What to produce: Starting with the line that contains "The service MUST place a point on the bush, one" and going on through the line that contains "x=398, y=94", rewrite those lines with "bush" replaced by "shrub" and everything else left as it is.

## start The data

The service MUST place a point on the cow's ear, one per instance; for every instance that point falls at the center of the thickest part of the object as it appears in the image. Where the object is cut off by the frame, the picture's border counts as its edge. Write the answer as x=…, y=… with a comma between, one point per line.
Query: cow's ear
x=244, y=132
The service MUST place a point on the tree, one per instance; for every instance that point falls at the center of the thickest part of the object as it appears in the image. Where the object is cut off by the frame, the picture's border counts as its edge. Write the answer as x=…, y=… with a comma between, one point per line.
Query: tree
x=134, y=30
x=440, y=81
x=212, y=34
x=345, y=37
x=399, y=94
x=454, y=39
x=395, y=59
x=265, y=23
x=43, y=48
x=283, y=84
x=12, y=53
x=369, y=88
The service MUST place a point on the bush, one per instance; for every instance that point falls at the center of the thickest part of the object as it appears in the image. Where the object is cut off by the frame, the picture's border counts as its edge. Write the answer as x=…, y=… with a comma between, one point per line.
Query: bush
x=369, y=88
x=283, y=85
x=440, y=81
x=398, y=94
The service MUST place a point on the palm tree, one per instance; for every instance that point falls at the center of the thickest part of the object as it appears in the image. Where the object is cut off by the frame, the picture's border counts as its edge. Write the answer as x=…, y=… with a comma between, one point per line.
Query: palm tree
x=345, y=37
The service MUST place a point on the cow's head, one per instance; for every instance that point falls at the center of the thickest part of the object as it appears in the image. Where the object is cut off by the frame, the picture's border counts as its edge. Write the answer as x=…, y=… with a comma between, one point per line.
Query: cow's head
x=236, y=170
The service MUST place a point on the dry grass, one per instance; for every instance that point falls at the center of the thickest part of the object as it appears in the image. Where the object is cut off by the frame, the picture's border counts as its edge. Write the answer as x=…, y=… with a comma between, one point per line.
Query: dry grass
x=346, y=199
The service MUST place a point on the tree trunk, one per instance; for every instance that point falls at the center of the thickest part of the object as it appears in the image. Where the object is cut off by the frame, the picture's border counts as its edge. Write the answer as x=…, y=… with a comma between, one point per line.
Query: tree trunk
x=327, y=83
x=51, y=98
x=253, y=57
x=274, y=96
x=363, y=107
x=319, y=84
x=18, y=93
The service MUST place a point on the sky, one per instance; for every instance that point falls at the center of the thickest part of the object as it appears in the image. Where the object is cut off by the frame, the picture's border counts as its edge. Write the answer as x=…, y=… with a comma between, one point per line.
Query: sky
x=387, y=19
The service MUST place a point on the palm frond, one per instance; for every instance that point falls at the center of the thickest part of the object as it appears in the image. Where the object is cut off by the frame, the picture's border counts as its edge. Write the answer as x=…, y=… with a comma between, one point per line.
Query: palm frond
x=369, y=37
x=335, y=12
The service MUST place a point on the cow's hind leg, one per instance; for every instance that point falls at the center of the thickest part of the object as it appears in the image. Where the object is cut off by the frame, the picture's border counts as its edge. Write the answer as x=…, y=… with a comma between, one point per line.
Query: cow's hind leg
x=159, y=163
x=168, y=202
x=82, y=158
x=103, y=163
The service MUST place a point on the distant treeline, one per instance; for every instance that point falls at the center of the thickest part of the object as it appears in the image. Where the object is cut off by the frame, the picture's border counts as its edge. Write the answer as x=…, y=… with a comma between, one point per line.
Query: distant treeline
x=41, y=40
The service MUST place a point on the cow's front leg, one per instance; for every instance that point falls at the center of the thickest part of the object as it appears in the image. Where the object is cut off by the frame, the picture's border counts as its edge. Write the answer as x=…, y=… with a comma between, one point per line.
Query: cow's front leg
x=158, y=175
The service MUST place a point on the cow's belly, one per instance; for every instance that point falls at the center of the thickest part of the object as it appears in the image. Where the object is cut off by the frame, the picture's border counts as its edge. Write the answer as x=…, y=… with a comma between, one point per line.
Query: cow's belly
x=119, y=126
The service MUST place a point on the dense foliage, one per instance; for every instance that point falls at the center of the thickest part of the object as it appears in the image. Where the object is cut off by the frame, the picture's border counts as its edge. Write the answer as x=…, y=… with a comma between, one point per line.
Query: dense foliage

## end The data

In response:
The service MUST place a point on the shrub, one per instance; for every instance that point falls at the center of the thickest part of the object as it appears in the image. Where the object is cut off by the frame, the picture's border counts as its edge. Write the answer as x=…, y=… with a comma between, one point per line.
Query: shrub
x=369, y=88
x=283, y=85
x=440, y=81
x=398, y=94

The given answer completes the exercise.